• Work to complete: Reproduce the following records word for word, leaving out the pictures.

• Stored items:
★ ★ ★

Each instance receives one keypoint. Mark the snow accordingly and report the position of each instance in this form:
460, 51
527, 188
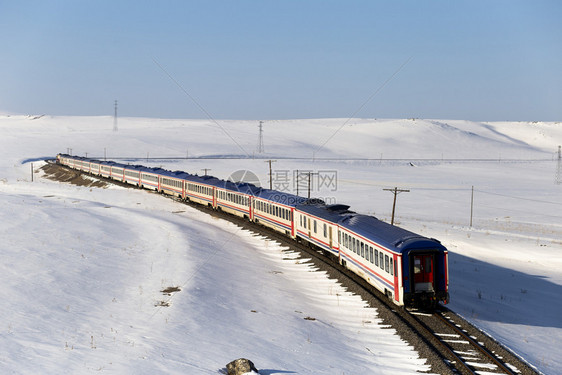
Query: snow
83, 268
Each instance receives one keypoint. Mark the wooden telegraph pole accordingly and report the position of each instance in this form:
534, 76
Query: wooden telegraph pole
396, 191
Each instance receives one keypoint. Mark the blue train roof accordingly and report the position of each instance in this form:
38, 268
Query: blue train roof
281, 197
333, 213
390, 236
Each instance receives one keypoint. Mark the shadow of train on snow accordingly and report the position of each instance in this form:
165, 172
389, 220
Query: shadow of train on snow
489, 292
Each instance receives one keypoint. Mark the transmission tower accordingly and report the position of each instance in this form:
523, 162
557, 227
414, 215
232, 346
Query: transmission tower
115, 118
260, 139
558, 179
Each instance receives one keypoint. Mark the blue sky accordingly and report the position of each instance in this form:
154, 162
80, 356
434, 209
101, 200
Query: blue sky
474, 60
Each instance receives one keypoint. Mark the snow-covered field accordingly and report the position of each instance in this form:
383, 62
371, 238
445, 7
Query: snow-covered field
82, 268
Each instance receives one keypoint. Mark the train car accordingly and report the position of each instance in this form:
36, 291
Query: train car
105, 168
117, 172
150, 178
276, 209
236, 198
95, 167
202, 189
173, 183
131, 174
317, 224
409, 268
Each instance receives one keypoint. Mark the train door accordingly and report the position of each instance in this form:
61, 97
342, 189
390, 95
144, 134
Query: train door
423, 273
397, 288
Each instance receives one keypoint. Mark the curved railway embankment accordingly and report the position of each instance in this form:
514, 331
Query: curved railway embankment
449, 343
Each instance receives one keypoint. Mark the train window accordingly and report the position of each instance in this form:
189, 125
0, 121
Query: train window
386, 263
427, 266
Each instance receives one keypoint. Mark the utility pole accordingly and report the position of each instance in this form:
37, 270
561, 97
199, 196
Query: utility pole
471, 205
115, 118
558, 179
260, 139
396, 191
309, 182
270, 173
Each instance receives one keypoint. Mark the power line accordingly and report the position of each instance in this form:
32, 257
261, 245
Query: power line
260, 139
558, 179
396, 191
115, 118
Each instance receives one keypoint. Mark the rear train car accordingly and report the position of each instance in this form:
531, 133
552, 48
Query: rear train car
410, 269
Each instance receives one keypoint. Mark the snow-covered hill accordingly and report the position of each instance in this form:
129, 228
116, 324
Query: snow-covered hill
83, 268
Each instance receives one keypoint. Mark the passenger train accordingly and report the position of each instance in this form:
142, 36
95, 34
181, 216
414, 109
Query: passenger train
410, 269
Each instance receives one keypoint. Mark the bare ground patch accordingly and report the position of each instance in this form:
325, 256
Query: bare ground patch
56, 172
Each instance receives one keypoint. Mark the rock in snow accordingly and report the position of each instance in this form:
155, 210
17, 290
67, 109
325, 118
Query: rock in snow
241, 366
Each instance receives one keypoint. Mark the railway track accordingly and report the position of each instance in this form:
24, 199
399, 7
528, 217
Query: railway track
450, 344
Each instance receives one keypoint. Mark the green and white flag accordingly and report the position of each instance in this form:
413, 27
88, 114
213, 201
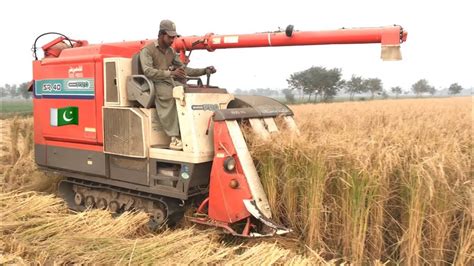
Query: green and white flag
64, 116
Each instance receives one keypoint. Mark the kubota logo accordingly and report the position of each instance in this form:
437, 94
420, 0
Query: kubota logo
75, 72
78, 84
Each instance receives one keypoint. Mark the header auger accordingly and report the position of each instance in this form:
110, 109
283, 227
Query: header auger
95, 122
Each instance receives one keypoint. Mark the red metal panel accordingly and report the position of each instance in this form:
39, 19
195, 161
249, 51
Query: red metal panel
226, 203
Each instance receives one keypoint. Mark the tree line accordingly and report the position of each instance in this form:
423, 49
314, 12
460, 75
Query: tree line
323, 83
317, 83
15, 91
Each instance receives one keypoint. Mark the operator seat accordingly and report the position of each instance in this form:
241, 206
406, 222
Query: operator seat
139, 87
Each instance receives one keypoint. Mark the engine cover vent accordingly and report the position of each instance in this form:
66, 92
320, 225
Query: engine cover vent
124, 132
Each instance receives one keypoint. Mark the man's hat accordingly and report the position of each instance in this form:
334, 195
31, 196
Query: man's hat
169, 27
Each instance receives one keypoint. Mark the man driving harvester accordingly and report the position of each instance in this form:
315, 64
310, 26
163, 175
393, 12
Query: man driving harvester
161, 64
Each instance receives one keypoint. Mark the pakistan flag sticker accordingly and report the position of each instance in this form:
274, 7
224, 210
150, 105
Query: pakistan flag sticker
64, 116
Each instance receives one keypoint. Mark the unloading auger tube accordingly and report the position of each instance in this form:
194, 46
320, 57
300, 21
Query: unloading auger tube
113, 165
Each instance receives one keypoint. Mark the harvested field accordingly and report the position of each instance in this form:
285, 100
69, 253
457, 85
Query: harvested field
364, 182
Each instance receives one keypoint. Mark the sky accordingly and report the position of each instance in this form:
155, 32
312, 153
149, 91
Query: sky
438, 48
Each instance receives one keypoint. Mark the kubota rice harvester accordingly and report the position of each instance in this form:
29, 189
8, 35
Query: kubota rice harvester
95, 122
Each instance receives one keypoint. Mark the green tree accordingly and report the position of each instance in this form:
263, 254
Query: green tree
455, 89
289, 96
397, 91
374, 85
317, 81
3, 91
354, 85
422, 86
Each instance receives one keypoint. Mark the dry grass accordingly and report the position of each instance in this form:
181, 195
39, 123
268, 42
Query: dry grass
38, 229
376, 181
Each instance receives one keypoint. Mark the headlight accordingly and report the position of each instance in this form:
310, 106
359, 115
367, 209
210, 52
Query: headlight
229, 164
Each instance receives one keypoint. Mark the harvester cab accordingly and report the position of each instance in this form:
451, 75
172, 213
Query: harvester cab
95, 122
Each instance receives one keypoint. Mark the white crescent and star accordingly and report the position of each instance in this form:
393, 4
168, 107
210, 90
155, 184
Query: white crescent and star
67, 119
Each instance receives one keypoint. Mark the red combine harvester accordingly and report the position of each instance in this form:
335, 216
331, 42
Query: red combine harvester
95, 123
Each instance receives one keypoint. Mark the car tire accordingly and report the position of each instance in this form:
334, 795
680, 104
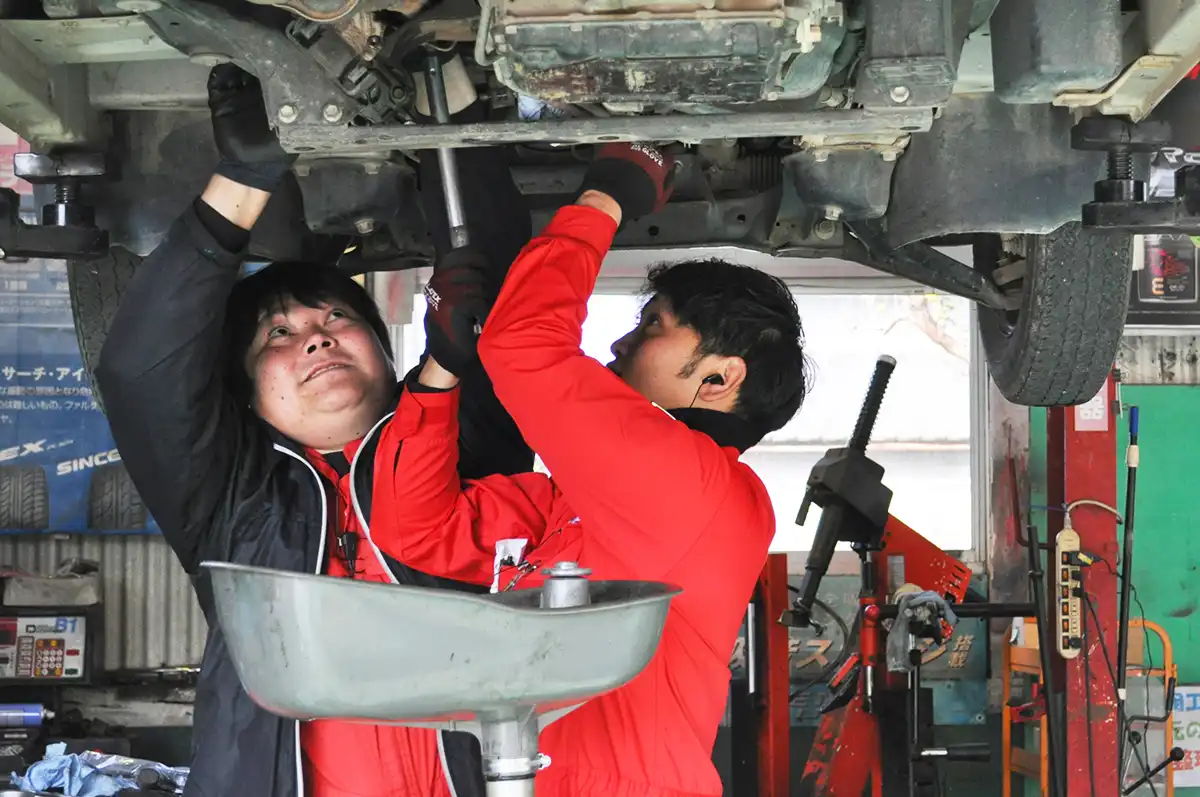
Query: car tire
24, 498
96, 289
1060, 345
113, 502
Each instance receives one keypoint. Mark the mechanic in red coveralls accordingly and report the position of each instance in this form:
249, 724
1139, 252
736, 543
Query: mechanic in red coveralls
645, 454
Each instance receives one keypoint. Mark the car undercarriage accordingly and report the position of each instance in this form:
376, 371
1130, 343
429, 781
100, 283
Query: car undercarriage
873, 131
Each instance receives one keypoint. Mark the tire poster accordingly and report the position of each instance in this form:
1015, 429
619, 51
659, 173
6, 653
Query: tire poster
59, 467
1164, 289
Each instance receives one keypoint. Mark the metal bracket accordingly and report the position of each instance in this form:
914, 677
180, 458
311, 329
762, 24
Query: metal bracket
351, 141
295, 89
70, 241
924, 264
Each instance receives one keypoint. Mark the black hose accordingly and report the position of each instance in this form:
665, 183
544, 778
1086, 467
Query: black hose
833, 666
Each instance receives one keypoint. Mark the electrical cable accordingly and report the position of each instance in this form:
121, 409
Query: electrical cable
1087, 688
1090, 502
833, 666
1104, 648
1150, 660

★ ★ ★

• Solved exercise:
Each instance receives one keypoint. Mark the snow accordingly and report the position of each instance in this form:
460, 51
527, 188
Query: snow
83, 268
Each instance receives one keypoint. Mark the wooden telegraph pole accordingly and report the position of each instance in this form:
534, 76
Query: wooden telegraph pole
396, 191
Each instance receives one keypoint. Mark the blue train roof accordingly and report the position of each instance in this form:
38, 268
Query: blue train roof
281, 197
333, 213
390, 236
Each instance receives one keypoint. Mark the shadow of train on snow accordingly and report the position of each instance in this form:
165, 172
389, 220
Query: shadow of train on snow
489, 292
Each instance receives one keypoint. Mark the transmission tower accordingly and report the position of each instance in this form:
523, 162
557, 227
414, 215
232, 346
Query: transmission tower
115, 118
260, 139
558, 179
Each instance receives one keypoint. Mark the blue sky accordingly and report the position of each instance in this form:
154, 162
80, 356
434, 209
101, 200
Query: blue sky
474, 60
Each instance receives one keypoint. Mark the snow-covered field accordingly and report the position of each instance in this form:
383, 62
371, 238
445, 7
Query: snow-covered field
82, 268
Each instance receives one keypoint. Mark the train car accordingly and report the position of each instance in this form:
36, 291
Query: train car
105, 168
117, 172
150, 178
276, 209
236, 198
95, 167
202, 189
173, 183
131, 174
317, 224
409, 268
Each instance receives one keypoint. Mark the train door accordingly and report the position of each instance in this form:
61, 97
342, 189
390, 95
144, 134
Query: train door
423, 273
397, 288
Each instance receives one keypoint. Mark the curved railway embankment accordingly and report the position of each instance in this form:
514, 331
Query: curved railway embankment
449, 343
Each instance receives one keypoint. Mark the train window accordingly and report the position of each instance in this form:
189, 125
0, 121
Query: train window
386, 263
427, 266
Each instance receives one keypoint. Mark the utility pole accordingly and report the position of each instance in this form:
37, 270
561, 97
199, 196
Query: utility pole
471, 205
115, 118
558, 179
260, 139
396, 191
309, 182
270, 173
Each instance receives one keypoint. Mark the power line accordingly and report the position of each instance in this form:
32, 257
261, 245
Query: power line
260, 139
558, 179
396, 191
115, 118
Each instance receives one keypoint. Mark the rear train car accordingly and report the position of each instance in this form:
531, 133
552, 48
Query: rear train car
410, 269
Each instance receives one keypoint. Mark the snow-covered hill accordingly and report the position of each instance in this form:
129, 228
116, 324
Query: snow-covered hill
83, 268
Each instance receives one keypoint. Mark the passenger train accordingly and report the position of each instance in this form:
142, 36
95, 34
181, 216
414, 109
Query: passenger train
410, 269
Each instance receives one keypoint. Mark the bare ground patch accordingly and report the position of each instance in this form:
325, 256
Query: bare ground patch
56, 172
Each instance receives one keypoint. Mark the rock in snow accordingly and report the position of each instance in this form:
155, 210
17, 290
67, 109
325, 118
Query: rock in snow
241, 366
Each instance receives one keypoint. Mark the railway track accordingly and report the position of each instance in this form:
24, 199
399, 7
528, 217
Query: railway track
450, 344
Each instance receives one keypoint. Mark the green and white flag accordingly and report the position of each instance in this form:
413, 27
88, 114
213, 201
Query: green and white flag
64, 116
Each instance receives one keypoint. Mark the kubota logo accordingly and report the position of each instance in this form:
437, 94
420, 0
Query: kubota logo
75, 72
78, 84
Each instance receives one keypoint. Mark the header auger accordingly and report the position of each instance in this form:
110, 109
283, 227
Query: header auger
95, 122
Each instance receives one keypoint. Mark the red metal panel accordingly and report the position of each instance in this form:
39, 19
195, 161
249, 51
Query: red metal panel
226, 203
Each instance receives one keypoint. Mark the tree line accordingly and report the position of each instance in this form:
423, 49
314, 12
460, 75
Query: tree line
323, 83
317, 83
15, 91
Each instance receives one keypoint. Mark the operator seat accordingly and report the position of each instance in this form:
241, 206
406, 222
Query: operator seat
139, 87
Each instance receives one keypoint. Mark the engine cover vent accordingly and report the position of each instance in this form:
66, 92
320, 225
Query: engine cover vent
124, 132
Each instance receives one keypoint. Mark the man's hat accordingly and report the position of each instance in this form:
334, 195
31, 196
Query: man's hat
169, 27
Each instance receives one keypoint. Mark the man driving harvester accordingly and report the position of each instance in this form:
315, 64
310, 26
163, 175
393, 12
Query: man driving harvester
161, 64
Each instance receives one keypoint. Mark the pakistan flag sticker accordingly and report the position of each instance in this form:
274, 7
224, 210
150, 105
Query: pakistan flag sticker
64, 116
Each instance receives one keypoint. Mark the unloading auger tube accordingly and report the position of each instance in this form:
194, 46
320, 57
300, 21
Query: unloading auger tube
113, 165
Each instance receives one keypoint. Mark the harvested field accordingly and report the position of each instance in this form:
285, 100
69, 253
457, 85
Query: harvested field
364, 182
Each instance receives one keypoint. Mark the sky accordingly and report the position of each instance in this form:
155, 32
312, 153
149, 91
Query: sky
438, 48
Each instance receives one keypoint. Mark the kubota rice harvester accordingly and report the position of each instance in this form:
29, 189
8, 35
Query: kubota rice harvester
95, 122
Each instance receives one keypoint. Mark the green tree accordingly and report the position of each instance in this form:
263, 254
Query: green tree
455, 89
289, 96
397, 91
374, 85
317, 81
3, 91
354, 85
422, 86
Each instance receives one keypoint. Mark the dry grass accordingly and report the position of each instance in this form:
181, 195
39, 123
268, 42
Query: dry grass
38, 229
376, 181
Each instance receives one keypoint. Mark the headlight accordingly and report the position of each instance in this form:
310, 106
359, 115
367, 209
210, 52
Query: headlight
229, 164
Each instance receives one keypoint. Mark the harvester cab accordingly and report the position of each instance in this form:
451, 75
172, 213
Query: harvester cab
95, 122
Each instance receives one keypoint. Mark the white crescent and star accordingly and report the position of each instance in this form:
393, 4
168, 107
210, 90
155, 184
Query: white crescent and star
67, 119
Each instance receives one keypoint. Mark the red combine harvester accordingly and report the position of each instance in this form:
335, 216
331, 42
Query: red combine harvester
95, 123
Each instance receives one keypoint. Mark the car tire accordingly and report the position of each instance in this form:
334, 795
680, 104
Query: car tire
24, 498
96, 289
1060, 345
113, 502
Each instance receives one keypoint. Mark the mechanic in red coveralls accordingly and report the position of each instance in this form:
249, 724
1139, 252
736, 543
Query: mechanic in red coveralls
645, 454
Each instance receives one keypoint. Mark the car undercarriage accordingly and report the position of each instance in this form:
376, 371
1130, 343
429, 781
100, 283
Query: car undercarriage
873, 131
Each instance receives one keypoint. Mark the tire poster accordingly and report the position of each instance in this form:
1015, 429
619, 51
659, 173
6, 653
Query: tire poster
59, 467
1164, 289
Each instance receives one keypoint. Mark the metal bracket accordingly and report the position of each instance in this form:
914, 677
180, 458
311, 329
762, 24
Query: metal bracket
351, 141
295, 89
70, 241
924, 264
Each instance receives one keypoint. Mark the black hose accordingly and report the position of each instance in this form:
665, 183
544, 778
1086, 467
Query: black hose
833, 666
Each instance receives one keypoint. Mark the electrical cable accordingly and report the position of each instance in this form:
121, 409
Query: electrical cable
1087, 688
1090, 502
833, 666
1104, 648
1150, 660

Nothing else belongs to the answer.